> Problem: From the line containing "Task: annotate a point on every instance of the skier" down to the last line of the records below, copy every line exactly. Leave out everything before it.

> Available records:
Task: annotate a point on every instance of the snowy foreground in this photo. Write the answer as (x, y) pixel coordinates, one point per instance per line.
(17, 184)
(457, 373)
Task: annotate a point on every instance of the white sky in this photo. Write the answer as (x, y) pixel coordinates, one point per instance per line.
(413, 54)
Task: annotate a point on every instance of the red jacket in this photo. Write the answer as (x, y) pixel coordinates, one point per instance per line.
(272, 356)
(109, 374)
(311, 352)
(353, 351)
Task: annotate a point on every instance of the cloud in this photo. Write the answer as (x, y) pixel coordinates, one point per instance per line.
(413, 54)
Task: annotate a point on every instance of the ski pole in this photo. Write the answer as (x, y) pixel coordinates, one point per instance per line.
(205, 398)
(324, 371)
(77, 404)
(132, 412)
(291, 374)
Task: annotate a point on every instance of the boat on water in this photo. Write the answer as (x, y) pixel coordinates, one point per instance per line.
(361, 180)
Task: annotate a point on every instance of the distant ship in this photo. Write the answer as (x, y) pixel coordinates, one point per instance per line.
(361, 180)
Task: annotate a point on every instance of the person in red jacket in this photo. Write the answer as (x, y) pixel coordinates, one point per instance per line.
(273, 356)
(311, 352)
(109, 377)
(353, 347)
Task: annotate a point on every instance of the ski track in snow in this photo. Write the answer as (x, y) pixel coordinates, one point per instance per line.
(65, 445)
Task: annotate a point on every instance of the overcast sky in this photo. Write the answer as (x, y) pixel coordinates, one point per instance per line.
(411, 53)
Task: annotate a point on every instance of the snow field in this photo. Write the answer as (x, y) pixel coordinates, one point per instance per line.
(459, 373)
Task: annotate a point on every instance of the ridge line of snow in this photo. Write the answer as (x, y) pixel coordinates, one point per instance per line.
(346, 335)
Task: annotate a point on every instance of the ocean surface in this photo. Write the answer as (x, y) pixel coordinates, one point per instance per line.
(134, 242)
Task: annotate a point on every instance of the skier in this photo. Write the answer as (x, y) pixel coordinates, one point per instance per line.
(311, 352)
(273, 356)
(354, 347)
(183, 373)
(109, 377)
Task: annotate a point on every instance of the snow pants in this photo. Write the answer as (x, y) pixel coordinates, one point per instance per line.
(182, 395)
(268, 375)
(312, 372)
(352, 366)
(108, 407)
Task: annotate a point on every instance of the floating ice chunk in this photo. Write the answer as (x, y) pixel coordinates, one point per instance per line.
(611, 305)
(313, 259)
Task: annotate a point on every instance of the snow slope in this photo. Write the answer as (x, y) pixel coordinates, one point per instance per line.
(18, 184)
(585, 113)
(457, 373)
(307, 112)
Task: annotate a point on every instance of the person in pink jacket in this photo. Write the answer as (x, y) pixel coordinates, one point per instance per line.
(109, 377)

> Result below:
Task: annotate a point on every instance of the skier in this photo. Write the answer as (x, y) pixel coordinates, one point per instance per line.
(311, 352)
(273, 356)
(354, 347)
(183, 373)
(109, 377)
Task: annotate a point on every instance of the snow pants in this photo. Write the answer as (x, y) pixel coordinates, one point per instance per line.
(182, 395)
(268, 375)
(312, 372)
(352, 366)
(108, 407)
Task: annotate a point on every instance of the floating ice chunk in this photo. Write the answer as (x, y) pixel coordinates, one point per instance per line.
(611, 305)
(313, 259)
Task: annotate a point on every instance of the snow slope in this photo. Write the answer as (x, y) pixel coordinates, one point per instance per line.
(18, 184)
(585, 113)
(457, 373)
(307, 112)
Task: annotate a point on every instance of the person in pink jacket in this photo. Write the answer as (x, y) pixel coordinates, one point per instance per line.
(109, 377)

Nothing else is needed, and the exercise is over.